● EXERCISE INSTRUCTIONS:
Revise all the items below so that every "soccer" becomes "football", keeping everything else the same.

──────── PROVIDED INFORMATION

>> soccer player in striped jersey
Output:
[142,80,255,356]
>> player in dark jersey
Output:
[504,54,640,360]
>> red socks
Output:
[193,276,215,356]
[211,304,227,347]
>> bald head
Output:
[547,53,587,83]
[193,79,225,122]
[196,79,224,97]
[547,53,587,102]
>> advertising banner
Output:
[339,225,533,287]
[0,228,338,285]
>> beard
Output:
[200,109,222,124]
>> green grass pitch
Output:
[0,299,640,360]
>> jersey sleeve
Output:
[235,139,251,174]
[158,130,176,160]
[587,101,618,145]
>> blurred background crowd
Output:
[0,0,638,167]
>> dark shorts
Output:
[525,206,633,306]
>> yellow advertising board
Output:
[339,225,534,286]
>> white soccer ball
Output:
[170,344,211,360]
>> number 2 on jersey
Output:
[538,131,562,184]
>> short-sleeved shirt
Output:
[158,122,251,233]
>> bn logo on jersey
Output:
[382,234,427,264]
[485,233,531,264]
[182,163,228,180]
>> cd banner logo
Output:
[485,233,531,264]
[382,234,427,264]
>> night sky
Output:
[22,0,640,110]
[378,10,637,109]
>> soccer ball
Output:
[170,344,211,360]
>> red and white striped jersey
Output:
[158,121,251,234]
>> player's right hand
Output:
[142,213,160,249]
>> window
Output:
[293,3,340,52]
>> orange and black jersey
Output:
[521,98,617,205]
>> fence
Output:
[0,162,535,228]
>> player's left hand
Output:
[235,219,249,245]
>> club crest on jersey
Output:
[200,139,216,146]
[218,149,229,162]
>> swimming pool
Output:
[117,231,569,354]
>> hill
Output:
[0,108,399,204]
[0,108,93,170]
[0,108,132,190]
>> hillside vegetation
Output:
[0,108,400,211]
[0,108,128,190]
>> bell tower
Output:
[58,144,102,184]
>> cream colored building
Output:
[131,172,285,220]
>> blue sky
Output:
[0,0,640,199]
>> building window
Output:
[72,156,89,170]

────────────────

● EXERCISE OUTPUT:
>> football player in striped jersey
Output:
[142,80,255,356]
>> player in dark jersey
Output:
[504,54,640,360]
>> red socks
Output:
[193,276,215,356]
[211,304,227,347]
>> bald head
Output:
[547,53,587,83]
[193,79,225,122]
[196,79,224,97]
[547,53,587,102]
>> advertising banner
Output:
[339,225,533,287]
[0,228,338,285]
>> beard
Output:
[200,109,222,124]
>> green grass pitch
Output:
[0,299,640,360]
>> jersey sleeve
Output:
[235,139,251,174]
[158,130,176,160]
[587,101,618,145]
>> blurred background crowd
Output:
[0,0,638,167]
>> dark shorts
Output:
[525,206,633,306]
>> yellow advertising board
Output:
[339,225,534,286]
>> white football ball
Output:
[170,344,211,360]
>> number 2 on jersey
Output:
[538,131,562,184]
>> short-sleeved shirt
Output:
[158,122,251,233]
>> bn logo on jersey
Output:
[382,234,427,264]
[485,233,531,264]
[182,163,228,180]
>> cd banner logo
Output:
[485,233,531,264]
[382,234,427,264]
>> night sky
Output:
[22,0,640,110]
[378,10,637,109]
>> football ball
Output:
[170,344,211,360]
>> red and white striped jersey
Output:
[158,121,251,234]
>> player's right hand
Output:
[142,213,160,249]
>> window
Output:
[293,3,340,52]
>> orange and black jersey
Output:
[521,98,617,205]
>> fence
Output:
[0,162,535,228]
>> player's left hand
Output:
[235,219,249,245]
>> club crest on jersey
Output:
[200,139,216,146]
[218,149,229,162]
>> swimming pool
Output:
[117,231,569,354]
>> hill
Output:
[0,108,399,204]
[0,108,93,170]
[0,108,132,190]
>> hillside vegetation
Output:
[0,108,400,211]
[0,108,128,190]
>> bell tower
Output:
[58,144,102,184]
>> cream colored building
Output:
[131,172,285,220]
>> blue sky
Output:
[0,0,640,199]
>> building window
Output:
[72,156,89,170]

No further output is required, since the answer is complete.